TEKS SUMBER:
Kita semua pasti tahu jika Kota Aceh terkenal lewat julukannya, “Serambi Mekkah”. Julukan tersebut rupanya tidak lepas dari sejarah Kerajaan Aceh atau Kesultanan Aceh yang pernah berdiri di kota ini.
Kerajaan tersebut pernah meraih masa kejayaannya pada abad ke-17 lalu, sehingga memberikan pengaruh Islam yang signifikan, baik di Kota Aceh maupun daerah lainnya. Masa Kejayaan itu juga membuat Kota Aceh sebagai kiblat ilmu pengetahuan Islam di Nusantara.
Sejarah dan Pendiri Kerajaan Aceh
Awal mula berdirinya Kerajaan Aceh tidak lepas dari adanya Kerajaan Indra Purba yang berada di Lamuri. Saat itu, Pada tahun 1059-1069 Masehi, Kerajaan Indra Purba diserang tentara China. Untuk mengalahkan para tentara China, Kerajaan Indra Purba lantas mengajak Kerajaan Perlak sebagai sekutu, dimana kerajaan tersebut menyumbang 300 pasukan dengan Meurah Johan sebagai pemimpinnya.
Tentara China pun berhasil dikalahkan oleh Kerajaan Indra Purba dan Kerajaan Perlak. Atas keberhasilan itu, Maharaja Indra Sakti selaku pemimpin Kerajaan Indra Purba menikahkan anaknya dengan Meurah Johan selaku pemimpin 300 pasukan Kerajaan Perlak.
Beberapa tahun setelahnya, Meurah Johan yang sudah bergelar Sultan Alaidin Johan menggantikan posisi Maharaja Indra Sakti yang telah wafat. Nama kerajaan pun lantas diganti menjadi Kerajaan Darussalam yang bertempat di Bandar Darussalam.

PERINTAH SOAL: Ulangi dengan tepat bagian teks tentang Kerajaan Aceh di atas, mulai dari "Beberapa tahun setelahnya, Meurah" hingga "di Bandar Darussalam.".

BAGIAN DATA:
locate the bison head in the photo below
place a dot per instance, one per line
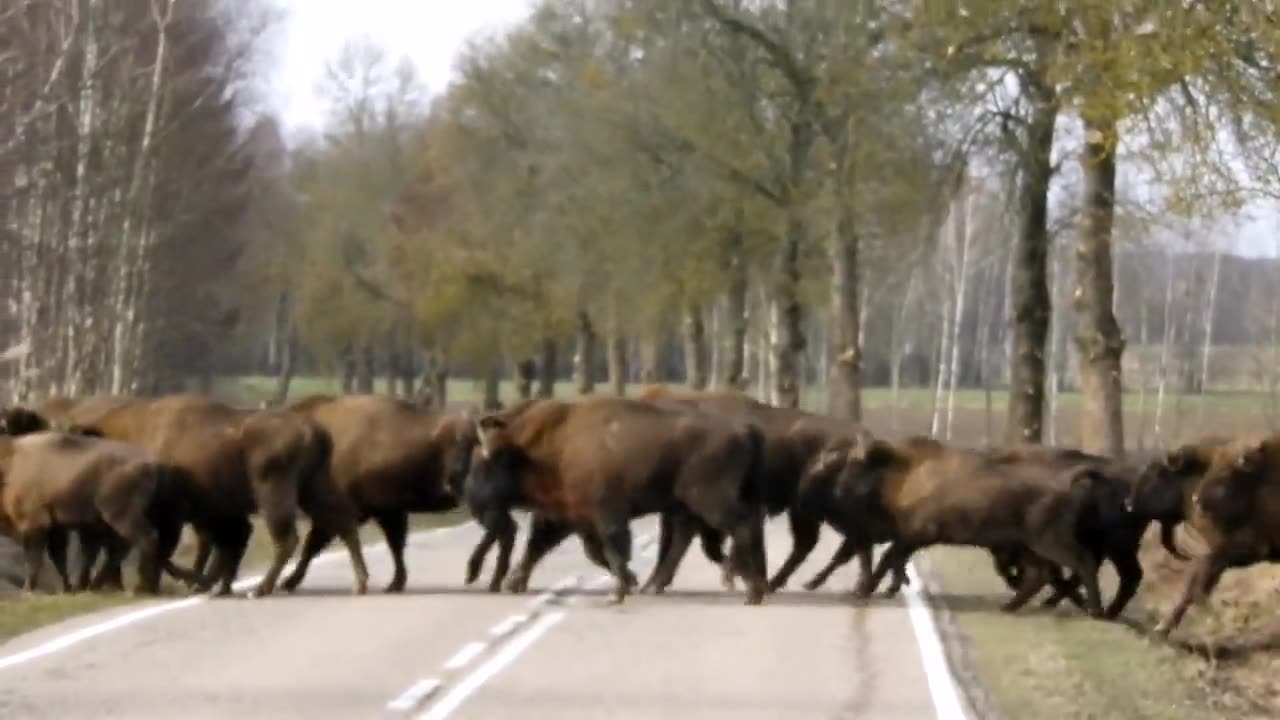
(1159, 492)
(496, 466)
(1229, 490)
(862, 468)
(21, 420)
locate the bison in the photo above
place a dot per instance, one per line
(937, 495)
(792, 442)
(1234, 506)
(236, 463)
(389, 458)
(593, 465)
(53, 482)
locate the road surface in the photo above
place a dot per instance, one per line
(442, 650)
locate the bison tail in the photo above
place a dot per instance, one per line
(752, 491)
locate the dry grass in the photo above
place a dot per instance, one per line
(1221, 662)
(22, 613)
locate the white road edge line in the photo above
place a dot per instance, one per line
(484, 673)
(414, 696)
(78, 636)
(465, 655)
(507, 625)
(942, 686)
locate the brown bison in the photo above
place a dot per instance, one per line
(53, 482)
(236, 463)
(1164, 491)
(1235, 509)
(389, 458)
(593, 465)
(792, 442)
(937, 495)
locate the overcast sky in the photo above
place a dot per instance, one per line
(430, 32)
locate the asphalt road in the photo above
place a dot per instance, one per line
(442, 650)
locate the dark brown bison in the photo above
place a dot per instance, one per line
(22, 420)
(1164, 491)
(1235, 509)
(593, 465)
(53, 482)
(792, 442)
(938, 495)
(389, 458)
(1106, 525)
(236, 463)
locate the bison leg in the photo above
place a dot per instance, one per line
(594, 550)
(804, 537)
(894, 559)
(58, 542)
(617, 551)
(504, 531)
(1201, 580)
(748, 557)
(350, 537)
(396, 528)
(544, 534)
(284, 537)
(110, 575)
(91, 546)
(318, 538)
(1129, 570)
(204, 548)
(650, 584)
(664, 572)
(844, 554)
(229, 542)
(1032, 579)
(35, 543)
(1079, 561)
(475, 563)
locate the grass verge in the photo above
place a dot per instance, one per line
(21, 613)
(1056, 662)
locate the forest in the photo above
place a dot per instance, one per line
(1028, 200)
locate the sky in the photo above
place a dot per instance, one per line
(430, 32)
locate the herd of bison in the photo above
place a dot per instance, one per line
(127, 474)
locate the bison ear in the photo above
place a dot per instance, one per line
(878, 454)
(830, 460)
(1251, 459)
(487, 431)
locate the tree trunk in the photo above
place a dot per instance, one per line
(960, 261)
(696, 354)
(366, 369)
(347, 359)
(584, 356)
(547, 369)
(736, 317)
(1157, 429)
(618, 370)
(1031, 301)
(392, 365)
(492, 388)
(1098, 338)
(287, 361)
(790, 342)
(650, 370)
(845, 387)
(526, 372)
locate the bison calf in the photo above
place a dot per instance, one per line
(593, 465)
(51, 482)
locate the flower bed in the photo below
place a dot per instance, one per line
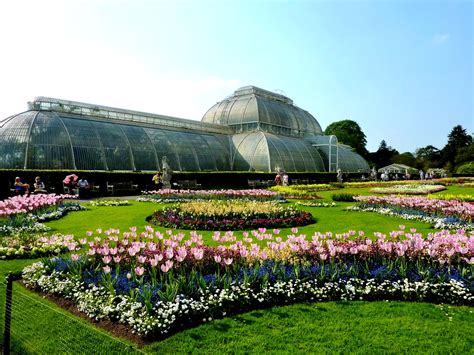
(442, 214)
(315, 204)
(409, 189)
(444, 208)
(457, 197)
(110, 203)
(33, 246)
(156, 283)
(170, 195)
(30, 204)
(24, 224)
(229, 215)
(301, 191)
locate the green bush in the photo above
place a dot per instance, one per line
(343, 197)
(466, 168)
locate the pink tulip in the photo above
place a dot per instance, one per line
(139, 270)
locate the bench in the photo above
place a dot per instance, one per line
(122, 188)
(188, 184)
(260, 183)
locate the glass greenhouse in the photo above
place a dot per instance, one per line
(252, 130)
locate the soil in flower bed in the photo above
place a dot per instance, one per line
(221, 215)
(227, 224)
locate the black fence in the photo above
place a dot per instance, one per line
(33, 325)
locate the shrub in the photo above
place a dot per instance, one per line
(343, 197)
(466, 168)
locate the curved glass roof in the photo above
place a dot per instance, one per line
(253, 130)
(350, 161)
(251, 108)
(53, 140)
(263, 151)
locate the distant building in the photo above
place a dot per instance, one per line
(252, 130)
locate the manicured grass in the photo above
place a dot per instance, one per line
(334, 219)
(332, 327)
(360, 327)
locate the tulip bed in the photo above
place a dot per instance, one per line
(409, 189)
(157, 282)
(110, 203)
(22, 215)
(305, 192)
(229, 215)
(442, 213)
(33, 246)
(170, 195)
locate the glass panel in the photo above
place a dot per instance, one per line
(14, 134)
(50, 147)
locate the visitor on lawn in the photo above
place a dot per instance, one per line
(20, 187)
(278, 180)
(84, 188)
(39, 186)
(157, 180)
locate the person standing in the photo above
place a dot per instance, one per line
(278, 180)
(39, 186)
(84, 188)
(157, 179)
(20, 187)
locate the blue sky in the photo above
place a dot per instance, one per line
(402, 69)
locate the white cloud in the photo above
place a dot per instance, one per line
(42, 55)
(440, 38)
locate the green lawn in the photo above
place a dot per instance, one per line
(360, 327)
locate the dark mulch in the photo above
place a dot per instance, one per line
(118, 330)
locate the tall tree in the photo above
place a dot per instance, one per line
(457, 139)
(349, 132)
(429, 157)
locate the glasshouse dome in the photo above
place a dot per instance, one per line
(253, 130)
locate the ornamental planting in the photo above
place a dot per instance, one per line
(156, 282)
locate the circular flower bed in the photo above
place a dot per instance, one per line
(229, 215)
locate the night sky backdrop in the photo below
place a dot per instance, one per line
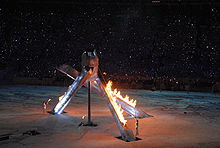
(156, 39)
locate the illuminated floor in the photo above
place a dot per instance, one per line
(180, 119)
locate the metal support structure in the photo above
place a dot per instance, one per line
(89, 78)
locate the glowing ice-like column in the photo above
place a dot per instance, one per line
(77, 84)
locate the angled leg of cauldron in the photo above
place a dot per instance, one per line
(126, 133)
(73, 88)
(136, 113)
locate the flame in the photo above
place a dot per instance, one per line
(116, 94)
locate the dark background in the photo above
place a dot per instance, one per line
(150, 38)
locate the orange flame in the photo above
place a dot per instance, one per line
(116, 94)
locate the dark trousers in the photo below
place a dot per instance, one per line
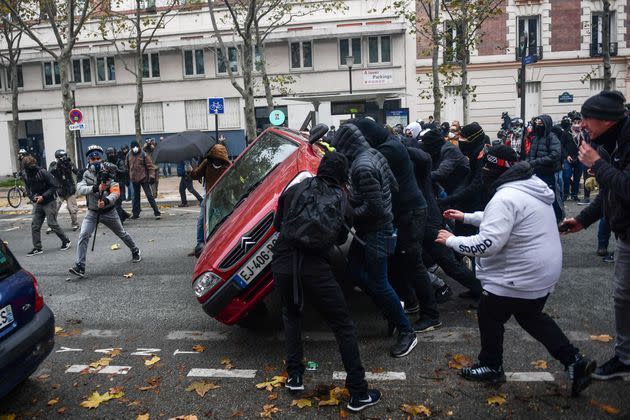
(494, 311)
(323, 291)
(185, 183)
(135, 206)
(410, 277)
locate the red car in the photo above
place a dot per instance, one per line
(233, 274)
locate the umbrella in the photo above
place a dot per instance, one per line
(183, 146)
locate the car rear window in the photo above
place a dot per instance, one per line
(8, 264)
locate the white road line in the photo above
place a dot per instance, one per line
(375, 376)
(529, 377)
(222, 373)
(196, 335)
(108, 370)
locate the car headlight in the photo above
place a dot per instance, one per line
(205, 282)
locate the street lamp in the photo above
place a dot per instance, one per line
(349, 64)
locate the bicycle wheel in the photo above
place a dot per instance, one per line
(14, 196)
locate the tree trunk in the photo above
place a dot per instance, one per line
(606, 46)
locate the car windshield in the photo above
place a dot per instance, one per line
(243, 177)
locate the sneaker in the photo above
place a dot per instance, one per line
(426, 324)
(612, 369)
(481, 373)
(580, 374)
(443, 294)
(404, 344)
(357, 404)
(295, 383)
(35, 251)
(77, 270)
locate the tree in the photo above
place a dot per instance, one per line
(131, 34)
(66, 19)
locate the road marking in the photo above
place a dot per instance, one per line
(196, 335)
(375, 376)
(109, 370)
(222, 373)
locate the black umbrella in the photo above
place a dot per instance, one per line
(183, 146)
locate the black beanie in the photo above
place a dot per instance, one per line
(606, 105)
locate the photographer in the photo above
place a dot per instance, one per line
(64, 170)
(101, 193)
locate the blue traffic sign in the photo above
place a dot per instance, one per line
(216, 106)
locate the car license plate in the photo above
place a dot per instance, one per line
(6, 316)
(257, 263)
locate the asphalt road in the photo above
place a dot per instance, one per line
(154, 313)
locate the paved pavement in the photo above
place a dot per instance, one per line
(154, 313)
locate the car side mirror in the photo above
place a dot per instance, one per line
(317, 132)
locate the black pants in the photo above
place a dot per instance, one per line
(323, 291)
(409, 274)
(446, 259)
(494, 311)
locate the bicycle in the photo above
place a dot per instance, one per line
(16, 192)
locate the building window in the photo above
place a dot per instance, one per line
(301, 55)
(151, 66)
(152, 117)
(196, 115)
(193, 63)
(52, 77)
(81, 70)
(105, 69)
(379, 50)
(528, 37)
(350, 47)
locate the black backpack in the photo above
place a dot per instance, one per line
(315, 215)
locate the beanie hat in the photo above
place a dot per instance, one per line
(606, 105)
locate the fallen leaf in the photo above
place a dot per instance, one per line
(415, 410)
(603, 338)
(497, 399)
(539, 364)
(302, 402)
(201, 388)
(608, 409)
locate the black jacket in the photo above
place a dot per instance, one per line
(371, 178)
(613, 177)
(545, 153)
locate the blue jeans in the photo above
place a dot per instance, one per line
(368, 265)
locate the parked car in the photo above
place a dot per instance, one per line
(27, 325)
(233, 273)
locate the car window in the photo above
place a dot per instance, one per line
(244, 176)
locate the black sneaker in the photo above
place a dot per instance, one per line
(404, 344)
(612, 369)
(580, 374)
(426, 324)
(443, 294)
(357, 404)
(295, 383)
(77, 270)
(481, 373)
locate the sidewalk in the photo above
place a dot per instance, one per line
(168, 195)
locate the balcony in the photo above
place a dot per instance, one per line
(597, 50)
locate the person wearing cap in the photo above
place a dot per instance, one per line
(517, 230)
(605, 120)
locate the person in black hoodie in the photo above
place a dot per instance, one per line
(410, 216)
(42, 187)
(319, 286)
(372, 181)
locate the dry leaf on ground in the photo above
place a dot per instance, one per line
(415, 410)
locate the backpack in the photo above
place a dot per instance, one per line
(315, 215)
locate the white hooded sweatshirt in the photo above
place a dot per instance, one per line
(518, 252)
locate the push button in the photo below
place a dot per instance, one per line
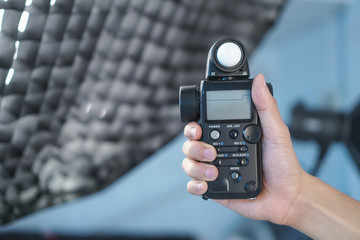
(233, 134)
(227, 162)
(251, 134)
(243, 162)
(250, 187)
(236, 176)
(219, 185)
(214, 134)
(243, 148)
(227, 149)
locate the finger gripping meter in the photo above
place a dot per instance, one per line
(223, 107)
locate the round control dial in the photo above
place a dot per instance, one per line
(214, 134)
(252, 134)
(229, 54)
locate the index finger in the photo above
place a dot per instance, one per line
(193, 131)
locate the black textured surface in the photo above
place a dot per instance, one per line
(89, 88)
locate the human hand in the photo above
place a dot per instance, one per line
(282, 173)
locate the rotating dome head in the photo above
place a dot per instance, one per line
(227, 60)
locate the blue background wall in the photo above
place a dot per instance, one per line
(312, 54)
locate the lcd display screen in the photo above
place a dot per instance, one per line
(228, 105)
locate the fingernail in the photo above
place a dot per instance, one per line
(199, 187)
(209, 154)
(210, 173)
(192, 132)
(261, 79)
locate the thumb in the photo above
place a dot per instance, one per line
(271, 121)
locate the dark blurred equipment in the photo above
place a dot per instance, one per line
(326, 127)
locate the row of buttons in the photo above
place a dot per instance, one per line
(231, 162)
(251, 134)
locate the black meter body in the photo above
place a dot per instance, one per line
(223, 107)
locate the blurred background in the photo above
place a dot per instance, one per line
(308, 49)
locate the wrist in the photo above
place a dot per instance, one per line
(301, 204)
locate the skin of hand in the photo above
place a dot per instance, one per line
(282, 172)
(289, 196)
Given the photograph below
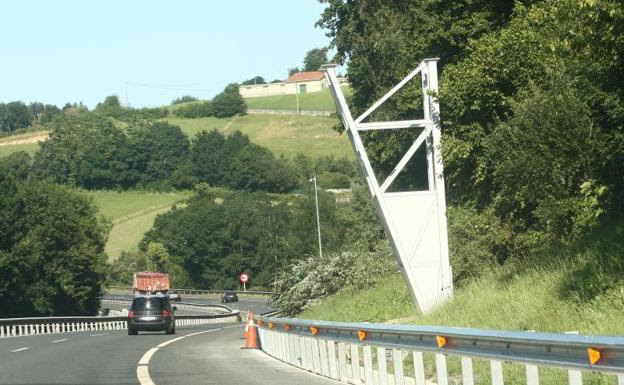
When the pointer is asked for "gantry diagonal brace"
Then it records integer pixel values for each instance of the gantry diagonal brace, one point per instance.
(415, 221)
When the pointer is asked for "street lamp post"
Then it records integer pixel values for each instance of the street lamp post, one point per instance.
(318, 221)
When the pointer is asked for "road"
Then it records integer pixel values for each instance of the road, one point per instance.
(208, 354)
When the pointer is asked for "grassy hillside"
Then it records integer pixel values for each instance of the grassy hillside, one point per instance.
(284, 135)
(315, 101)
(132, 213)
(21, 142)
(503, 300)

PENYELESAIAN SOAL:
Beberapa tahun setelahnya, Meurah Johan yang sudah bergelar Sultan Alaidin Johan menggantikan posisi Maharaja Indra Sakti yang telah wafat. Nama kerajaan pun lantas diganti menjadi Kerajaan Darussalam yang bertempat di Bandar Darussalam.